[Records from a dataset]
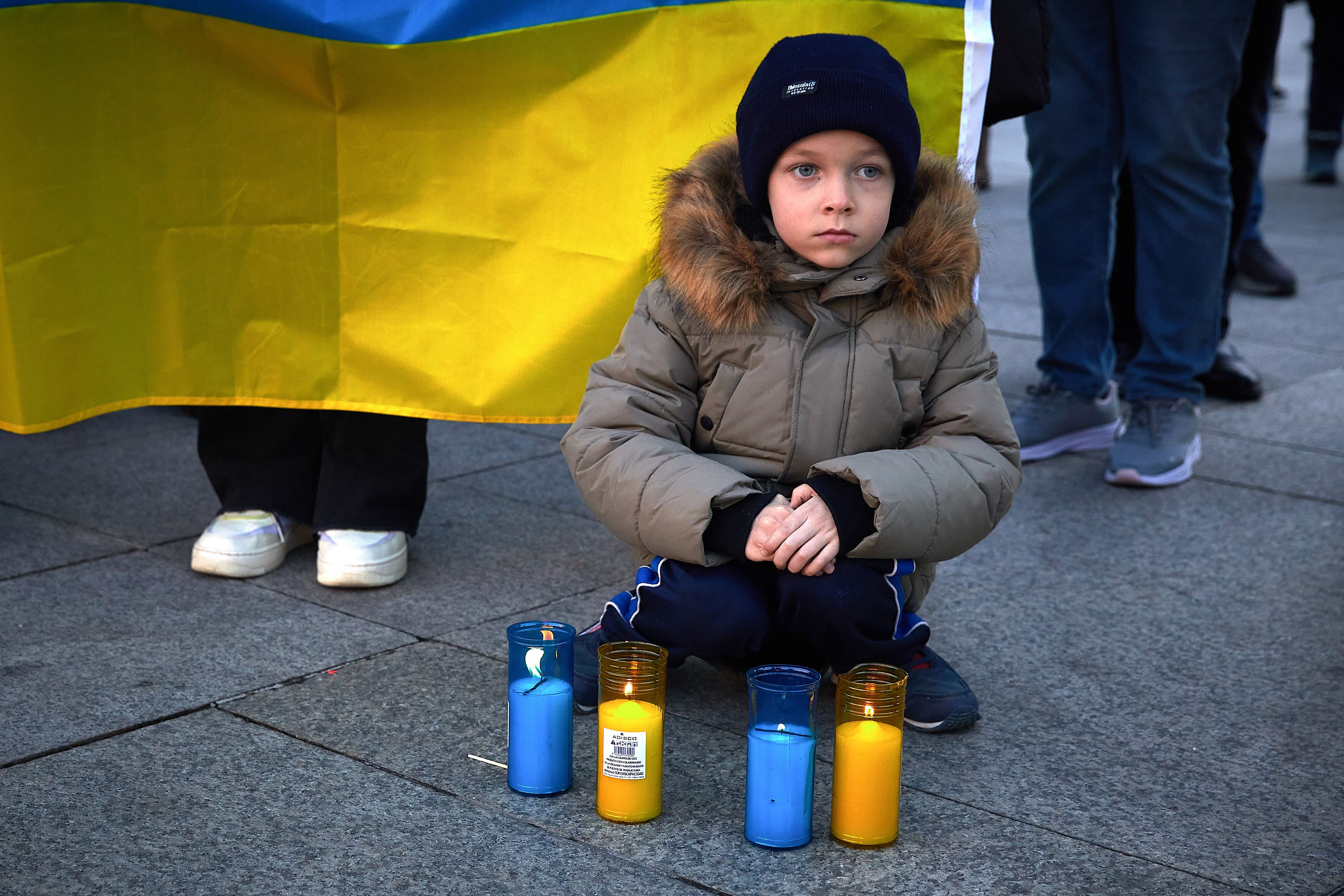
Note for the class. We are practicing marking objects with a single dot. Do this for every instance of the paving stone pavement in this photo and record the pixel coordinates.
(1159, 672)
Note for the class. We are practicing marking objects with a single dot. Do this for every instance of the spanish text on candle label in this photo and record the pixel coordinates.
(623, 754)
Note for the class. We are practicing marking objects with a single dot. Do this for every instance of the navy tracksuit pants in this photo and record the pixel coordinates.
(755, 612)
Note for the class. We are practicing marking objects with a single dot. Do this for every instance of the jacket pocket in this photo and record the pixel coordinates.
(713, 405)
(912, 409)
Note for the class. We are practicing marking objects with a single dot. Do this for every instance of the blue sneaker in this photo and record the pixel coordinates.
(937, 699)
(585, 668)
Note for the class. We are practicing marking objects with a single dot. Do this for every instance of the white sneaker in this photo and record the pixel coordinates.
(247, 543)
(358, 559)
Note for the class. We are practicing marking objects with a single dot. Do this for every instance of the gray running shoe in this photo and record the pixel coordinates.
(1159, 445)
(1054, 421)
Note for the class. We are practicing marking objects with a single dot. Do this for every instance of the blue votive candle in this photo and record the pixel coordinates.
(541, 707)
(781, 750)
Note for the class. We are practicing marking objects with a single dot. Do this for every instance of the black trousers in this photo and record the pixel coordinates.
(1246, 118)
(334, 469)
(1326, 99)
(753, 610)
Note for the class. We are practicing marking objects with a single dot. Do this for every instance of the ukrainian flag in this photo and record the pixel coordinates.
(427, 207)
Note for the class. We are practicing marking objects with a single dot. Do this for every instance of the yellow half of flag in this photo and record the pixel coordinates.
(433, 209)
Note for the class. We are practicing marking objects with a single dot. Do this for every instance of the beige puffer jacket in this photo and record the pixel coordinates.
(745, 370)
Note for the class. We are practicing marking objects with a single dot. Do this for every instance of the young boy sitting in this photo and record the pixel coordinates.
(801, 417)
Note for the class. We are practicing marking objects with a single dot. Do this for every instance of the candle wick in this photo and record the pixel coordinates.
(785, 731)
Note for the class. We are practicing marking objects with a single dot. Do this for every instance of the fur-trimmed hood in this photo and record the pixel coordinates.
(728, 278)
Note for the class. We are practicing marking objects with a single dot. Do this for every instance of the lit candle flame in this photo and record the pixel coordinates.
(534, 660)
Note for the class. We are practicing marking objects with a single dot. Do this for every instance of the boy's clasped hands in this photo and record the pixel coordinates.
(798, 535)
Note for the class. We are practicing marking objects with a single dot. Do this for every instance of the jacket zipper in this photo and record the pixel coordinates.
(849, 375)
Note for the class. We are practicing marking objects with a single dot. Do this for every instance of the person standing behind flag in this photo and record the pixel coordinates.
(357, 480)
(1145, 81)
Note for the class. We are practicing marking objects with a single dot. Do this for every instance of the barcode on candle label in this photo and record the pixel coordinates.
(623, 754)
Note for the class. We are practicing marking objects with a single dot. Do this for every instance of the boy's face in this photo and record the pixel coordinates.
(831, 197)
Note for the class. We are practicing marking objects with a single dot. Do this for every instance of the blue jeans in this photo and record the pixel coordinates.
(1145, 83)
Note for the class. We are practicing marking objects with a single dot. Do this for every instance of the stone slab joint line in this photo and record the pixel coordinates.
(179, 714)
(498, 467)
(490, 808)
(533, 609)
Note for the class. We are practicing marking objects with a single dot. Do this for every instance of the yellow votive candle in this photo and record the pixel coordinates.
(866, 792)
(629, 757)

→ TO DO
In the copy, include every record exactly and no pictures at all.

→ WRITTEN SOLUTION
Note for the class. We are practicing marking objects with a single dot. Do this for every instance of the paving stone pavement in this photo and record the pixel coordinates.
(1159, 672)
Note for the class. We are practicing marking objects with a single dot. Do this for every instance of the spanish text on candle label in this photo and record the pixel coordinates.
(623, 754)
Note for the class. We are practicing marking objects with a single dot. Do this for every instance of the navy tracksuit pants in this photo and record the pixel coordinates.
(755, 612)
Note for the class. We are practicing marking objects with a single dot. Do this for every instance of the jacket pocket in this photo and record the pixel coordinates.
(713, 405)
(912, 409)
Note for the class. We are practicing marking objects with a single dot. Do this for every instance of the blue sneaker in this photo and record the pixel coordinates.
(937, 699)
(585, 668)
Note for the class. We are practicing marking objects with a single dot. Do this for every instance of the white sneaker in this photo and record the pixel coordinates.
(247, 543)
(358, 559)
Note for the class. We are practicing marking objects with a single dot. Do this for every instance of the gray running shoe in this photo and record the pixel coordinates.
(1159, 445)
(1054, 421)
Note for the class. We are practicing marking objects with a single dot. Do this for every instance of the blue votive candle in this photo and record the pixel coordinates.
(541, 707)
(781, 750)
Note for the class. We are practicing marking objects with a single dot. Do this for every instance of the black trousers in this photo and record the pixel coordinates.
(1246, 118)
(334, 469)
(1326, 99)
(753, 610)
Note for the class. We are practicing marking objects with a single dot. Do this for every instance of the ukrainian flag in this photo and record the pixel coordinates.
(427, 207)
Note for the class. We are practicing marking objects with a single dot. Do this for every instance of the yellow half of flag in this photo and record the pixel coordinates.
(433, 209)
Note for the class. We are practicing marking objects with a single dot. Do this for every instance of the beige puffer jacket in this photo and record the pixel coordinates.
(745, 370)
Note for the class. We are practicing marking objects with a single dot. Do this for every instance of the young boy sitting in this photo and record the pixel coordinates.
(801, 417)
Note for the class. We are practicing marking objects with a single dot. Do this for every instance of the candle wick in this photo and record the pixel coordinates.
(785, 731)
Note for the class. We are practicing marking objects with a single dot. Do this for every instance of the fur-trimmed hood in this photo and record the pixel coordinates.
(728, 278)
Note for the class. We are practicing marking objects with a single dot. Do this for every instance of the lit candle flame in this photo and record the pixel coordinates.
(534, 660)
Note for the class. We are practicing marking objects with a single dot. Do this for every instance of the boy's clasped hands in this photo and record the pixel coordinates.
(798, 535)
Note for the class. We are practicing marking objects with a single dot. Do this for every instance of the jacket zipper in this photo and record the pixel coordinates.
(849, 375)
Note for the class. We are practicing marking objects with a single dot. Do this for every instance of the person standing behind flag in this photo and record the pixel coordinates.
(357, 480)
(1145, 81)
Note for the class. We are practicing marking objects with a single dot. Do this for every instance of the barcode on candle label in this photo and record the pixel coordinates.
(623, 754)
Note for the class. We are practicing marking objects with a single dot. Do this for every instance of the boy's face in this photo and record the pixel coordinates.
(831, 197)
Note for the class. We are practicing marking objects with a single dot. Do this for every instance of the blue jeans in this photo and record the pixel coordinates.
(1145, 83)
Note for the class. We are practicing marking objects with a single dot. Do this for every instance of the stone slab joint line in this photo and record the pixel coordinates.
(179, 714)
(498, 467)
(490, 808)
(533, 609)
Note for the class. We are practicing marking objects with a single dot. Do this for every instance of the yellow votive candle in this photo and record the pixel coordinates.
(866, 792)
(629, 757)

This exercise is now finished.